> EXCERPT TO READ

The Kid Laroi drops new mixtape – and it doesn’t get much better than this


F— Love 3: Over You ★★★★½
The Kid Laroi

It’s the year 2021 and one-time millennial heartthrob Justin Bieber is appearing on an Australian teenager’s mixtape. Savvy move? Very.

Seventeen-year-old Charlton Howard, better known as The Kid Laroi, has been quietly amassing a homegrown following since 2018. If he wasn’t on your radar then, there’s no escaping him now. In fact, if the pandemic nudged you even slightly in TikTok’s direction, you’ve likely been listening to his work for months.

The Kid Laroi.

The Kid Laroi.Credit:Sony

Born in Sydney’s Waterloo, Howard’s teen years were spent couch surfing with his mother after his parents’ split thrust them into financial hardship. Under the wing of Sydney producer-to-the-stars Khaled Rohaim, Howard’s rapping turned from an adolescent coping mechanism to a passion, and then to a full-blown career when he was discovered by Lil Bibby in 2019.

> THE DATA
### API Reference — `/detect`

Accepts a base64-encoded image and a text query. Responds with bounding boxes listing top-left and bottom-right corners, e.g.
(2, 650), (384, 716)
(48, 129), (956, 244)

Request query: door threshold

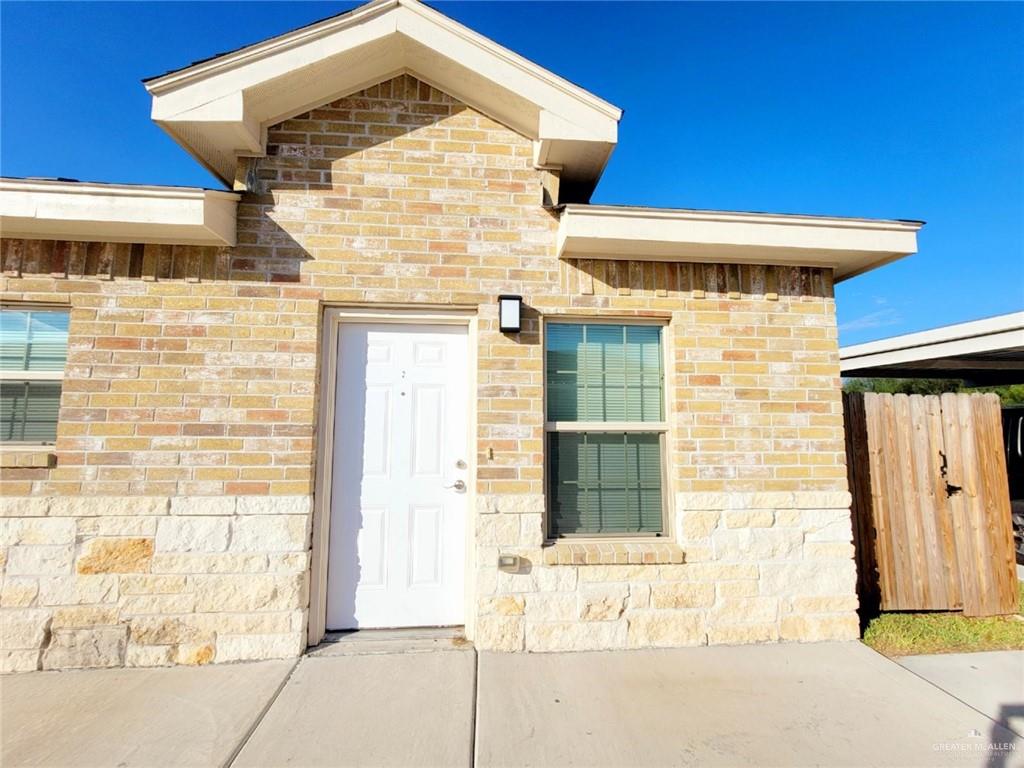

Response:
(307, 627), (473, 656)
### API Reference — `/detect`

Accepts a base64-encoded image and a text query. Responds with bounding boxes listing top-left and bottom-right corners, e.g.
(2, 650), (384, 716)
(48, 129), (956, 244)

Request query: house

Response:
(0, 0), (921, 671)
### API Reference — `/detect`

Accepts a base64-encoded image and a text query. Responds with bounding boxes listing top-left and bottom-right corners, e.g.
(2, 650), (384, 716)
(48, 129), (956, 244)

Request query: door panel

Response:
(327, 324), (469, 630)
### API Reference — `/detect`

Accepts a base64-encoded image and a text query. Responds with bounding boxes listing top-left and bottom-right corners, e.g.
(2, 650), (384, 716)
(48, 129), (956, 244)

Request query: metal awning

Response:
(839, 311), (1024, 386)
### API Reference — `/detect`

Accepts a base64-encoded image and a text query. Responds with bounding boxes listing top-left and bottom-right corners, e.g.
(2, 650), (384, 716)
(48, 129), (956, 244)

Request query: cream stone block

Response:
(203, 609), (305, 635)
(790, 490), (853, 510)
(76, 538), (154, 573)
(519, 515), (544, 547)
(801, 509), (853, 543)
(49, 496), (168, 517)
(38, 573), (118, 605)
(157, 517), (231, 552)
(0, 517), (75, 546)
(473, 614), (524, 651)
(76, 515), (162, 540)
(780, 612), (860, 642)
(775, 509), (803, 528)
(0, 496), (50, 517)
(526, 592), (577, 622)
(579, 565), (659, 583)
(42, 626), (128, 670)
(174, 643), (216, 667)
(480, 595), (525, 616)
(118, 592), (196, 616)
(476, 514), (520, 547)
(0, 608), (53, 650)
(804, 542), (857, 560)
(655, 562), (758, 582)
(216, 632), (305, 662)
(679, 510), (720, 543)
(267, 552), (309, 573)
(194, 573), (307, 612)
(761, 560), (857, 597)
(708, 597), (778, 628)
(6, 546), (75, 575)
(579, 584), (630, 622)
(490, 565), (540, 594)
(50, 604), (118, 629)
(626, 583), (650, 609)
(150, 552), (268, 573)
(712, 528), (803, 562)
(650, 582), (715, 608)
(125, 643), (175, 667)
(475, 495), (498, 515)
(627, 610), (708, 648)
(129, 615), (216, 645)
(236, 496), (313, 515)
(0, 648), (39, 675)
(708, 621), (778, 645)
(121, 573), (188, 595)
(715, 580), (758, 600)
(526, 620), (626, 652)
(534, 565), (580, 592)
(784, 595), (859, 615)
(171, 496), (236, 516)
(723, 509), (775, 528)
(476, 561), (498, 595)
(228, 515), (309, 552)
(0, 577), (39, 608)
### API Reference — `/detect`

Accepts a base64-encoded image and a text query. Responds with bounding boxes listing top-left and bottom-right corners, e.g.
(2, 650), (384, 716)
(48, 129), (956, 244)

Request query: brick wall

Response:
(0, 76), (856, 669)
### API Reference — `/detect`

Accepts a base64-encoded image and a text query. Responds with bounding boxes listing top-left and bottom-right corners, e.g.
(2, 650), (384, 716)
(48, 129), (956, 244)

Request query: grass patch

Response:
(864, 582), (1024, 656)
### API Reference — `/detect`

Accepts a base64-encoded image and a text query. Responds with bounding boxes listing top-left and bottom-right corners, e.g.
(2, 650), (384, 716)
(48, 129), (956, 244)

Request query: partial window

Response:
(0, 306), (68, 444)
(545, 322), (666, 537)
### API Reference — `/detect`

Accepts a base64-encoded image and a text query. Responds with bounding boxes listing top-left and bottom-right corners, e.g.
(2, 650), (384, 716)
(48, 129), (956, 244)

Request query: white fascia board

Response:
(839, 311), (1024, 371)
(558, 205), (922, 280)
(0, 179), (239, 246)
(145, 0), (622, 183)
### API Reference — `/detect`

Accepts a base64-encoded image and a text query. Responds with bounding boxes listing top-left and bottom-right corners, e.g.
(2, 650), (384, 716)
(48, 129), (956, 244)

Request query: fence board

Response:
(844, 393), (1017, 615)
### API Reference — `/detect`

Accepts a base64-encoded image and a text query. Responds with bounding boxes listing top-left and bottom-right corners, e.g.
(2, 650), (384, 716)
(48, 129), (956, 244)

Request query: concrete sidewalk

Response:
(0, 641), (1024, 768)
(476, 642), (1024, 768)
(0, 662), (295, 768)
(897, 650), (1024, 750)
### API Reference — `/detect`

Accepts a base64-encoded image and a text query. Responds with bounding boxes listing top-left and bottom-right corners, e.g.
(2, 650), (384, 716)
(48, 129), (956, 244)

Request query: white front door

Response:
(327, 324), (469, 630)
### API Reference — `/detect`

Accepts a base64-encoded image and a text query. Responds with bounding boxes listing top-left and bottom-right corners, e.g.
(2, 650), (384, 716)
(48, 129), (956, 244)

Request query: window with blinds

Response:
(545, 323), (666, 537)
(0, 306), (68, 443)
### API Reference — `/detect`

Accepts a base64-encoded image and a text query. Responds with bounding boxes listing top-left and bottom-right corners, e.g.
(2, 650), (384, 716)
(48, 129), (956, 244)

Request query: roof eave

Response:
(0, 179), (239, 246)
(558, 205), (923, 281)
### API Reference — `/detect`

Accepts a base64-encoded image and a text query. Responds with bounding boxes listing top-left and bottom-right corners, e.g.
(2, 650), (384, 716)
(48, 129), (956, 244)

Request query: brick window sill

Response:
(543, 539), (684, 565)
(0, 445), (57, 469)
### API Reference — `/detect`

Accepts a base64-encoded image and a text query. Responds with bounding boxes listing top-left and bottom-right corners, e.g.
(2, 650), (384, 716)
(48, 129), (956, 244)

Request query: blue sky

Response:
(0, 1), (1024, 344)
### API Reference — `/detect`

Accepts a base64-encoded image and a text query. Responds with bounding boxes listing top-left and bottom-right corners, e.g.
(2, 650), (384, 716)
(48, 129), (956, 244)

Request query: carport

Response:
(839, 311), (1024, 386)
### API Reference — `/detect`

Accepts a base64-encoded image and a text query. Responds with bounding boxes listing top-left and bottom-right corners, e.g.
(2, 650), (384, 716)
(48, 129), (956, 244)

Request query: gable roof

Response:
(144, 0), (622, 201)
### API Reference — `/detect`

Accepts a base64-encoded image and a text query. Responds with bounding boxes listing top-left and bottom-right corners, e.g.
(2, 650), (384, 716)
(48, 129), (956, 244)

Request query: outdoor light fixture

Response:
(498, 296), (522, 334)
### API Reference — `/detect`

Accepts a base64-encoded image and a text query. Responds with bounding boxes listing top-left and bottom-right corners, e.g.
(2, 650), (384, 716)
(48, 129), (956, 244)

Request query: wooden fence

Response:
(843, 393), (1017, 616)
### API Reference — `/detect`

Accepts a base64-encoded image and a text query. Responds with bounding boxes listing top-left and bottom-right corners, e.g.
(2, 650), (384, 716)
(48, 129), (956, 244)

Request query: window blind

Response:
(546, 323), (665, 536)
(0, 307), (69, 443)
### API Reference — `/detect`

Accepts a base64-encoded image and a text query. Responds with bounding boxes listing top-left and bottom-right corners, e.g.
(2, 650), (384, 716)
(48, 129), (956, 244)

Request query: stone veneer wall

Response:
(0, 76), (857, 669)
(0, 496), (309, 672)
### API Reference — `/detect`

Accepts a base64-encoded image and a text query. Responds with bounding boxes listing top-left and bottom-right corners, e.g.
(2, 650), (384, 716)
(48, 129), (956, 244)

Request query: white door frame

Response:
(307, 306), (477, 645)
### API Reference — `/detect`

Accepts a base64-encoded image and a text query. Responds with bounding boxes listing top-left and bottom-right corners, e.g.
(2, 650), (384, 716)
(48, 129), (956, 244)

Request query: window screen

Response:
(0, 307), (68, 443)
(546, 323), (665, 536)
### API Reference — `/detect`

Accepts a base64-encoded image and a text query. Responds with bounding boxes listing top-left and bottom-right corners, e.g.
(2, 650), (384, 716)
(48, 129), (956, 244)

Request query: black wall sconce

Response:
(498, 296), (522, 334)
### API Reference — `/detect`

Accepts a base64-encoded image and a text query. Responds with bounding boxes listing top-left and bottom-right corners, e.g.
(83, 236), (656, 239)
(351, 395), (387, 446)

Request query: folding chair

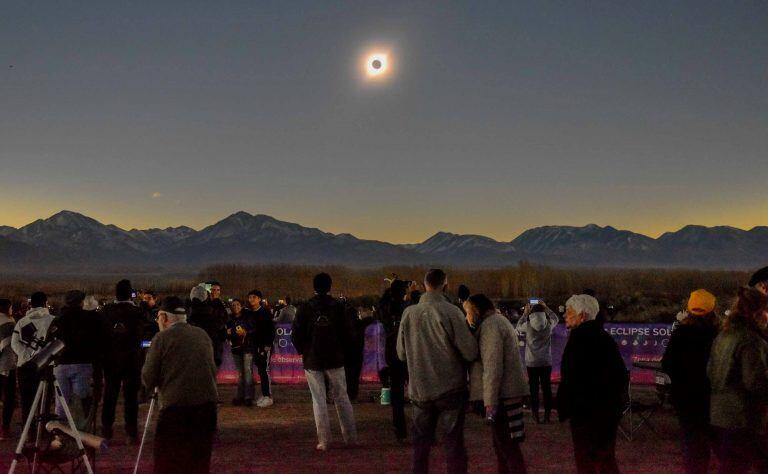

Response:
(619, 373), (664, 441)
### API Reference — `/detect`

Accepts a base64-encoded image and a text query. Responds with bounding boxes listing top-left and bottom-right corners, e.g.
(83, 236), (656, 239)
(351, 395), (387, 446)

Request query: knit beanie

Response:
(688, 290), (717, 316)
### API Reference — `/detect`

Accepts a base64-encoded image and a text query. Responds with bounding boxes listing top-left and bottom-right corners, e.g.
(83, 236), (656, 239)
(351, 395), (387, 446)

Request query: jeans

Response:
(528, 365), (552, 417)
(53, 364), (93, 430)
(304, 367), (357, 446)
(680, 419), (712, 474)
(571, 415), (619, 474)
(715, 429), (768, 474)
(232, 352), (255, 400)
(491, 403), (526, 474)
(154, 402), (216, 474)
(411, 392), (468, 474)
(0, 370), (16, 430)
(101, 366), (141, 438)
(253, 351), (272, 397)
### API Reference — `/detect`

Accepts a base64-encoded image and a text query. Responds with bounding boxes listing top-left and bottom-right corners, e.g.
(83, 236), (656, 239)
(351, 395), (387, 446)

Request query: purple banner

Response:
(218, 322), (672, 384)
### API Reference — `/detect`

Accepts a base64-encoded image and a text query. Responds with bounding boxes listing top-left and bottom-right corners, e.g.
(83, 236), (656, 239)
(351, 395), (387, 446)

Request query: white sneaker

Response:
(256, 397), (275, 408)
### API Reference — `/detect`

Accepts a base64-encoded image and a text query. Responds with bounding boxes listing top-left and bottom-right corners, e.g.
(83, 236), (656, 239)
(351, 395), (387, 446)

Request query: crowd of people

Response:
(0, 267), (768, 473)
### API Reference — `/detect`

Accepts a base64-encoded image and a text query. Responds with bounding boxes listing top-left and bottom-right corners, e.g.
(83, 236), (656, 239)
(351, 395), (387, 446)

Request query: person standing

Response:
(557, 295), (628, 473)
(661, 289), (718, 474)
(101, 280), (144, 443)
(0, 298), (16, 441)
(462, 294), (528, 473)
(52, 290), (103, 431)
(707, 288), (768, 473)
(205, 281), (229, 367)
(275, 296), (296, 324)
(247, 290), (275, 408)
(397, 270), (478, 473)
(291, 273), (357, 451)
(517, 301), (559, 423)
(11, 291), (53, 421)
(379, 280), (408, 441)
(227, 299), (256, 407)
(142, 296), (217, 474)
(749, 267), (768, 295)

> TASK INSTRUCTIONS
1. Reproduce the stretch of the review of The Kid Laroi's mixtape from "Seventeen-year-old Charlton Howard, better" through "work for months.", word for word.
2. Write the next part of the review of The Kid Laroi's mixtape, picking up after its last sentence.
The listing plays no part in this exercise.

> RESPONSES BY ITEM NUMBER
1.
Seventeen-year-old Charlton Howard, better known as The Kid Laroi, has been quietly amassing a homegrown following since 2018. If he wasn’t on your radar then, there’s no escaping him now. In fact, if the pandemic nudged you even slightly in TikTok’s direction, you’ve likely been listening to his work for months.

2.
By late 2020 The Kid Laroi’s mixtape project F— Love had debuted at No. 8 on the Billboard 200 and he has since hit No. 3 on the Hot 100 with his 2021 collaboration with Bieber, Stay.


Now living in L.A., The Kid Laroi boasts collaborations with the late rap megastar Juice WRLD, a spot on Bieber’s studio album Justice, a remix of breakthrough hit Without You with none other than Miley Cyrus, a Saturday Night Live appearance, over 35 million monthly listeners on Spotify (that’s more than The Rolling Stones or The Beatles)… oh, and he has Elton John’s stamp of approval, too.

Today, almost a year to the day since The Kid Laroi dropped the first mixtape of the F— Love project, the final instalment, F— Love 3: Over You, is ours for the taking.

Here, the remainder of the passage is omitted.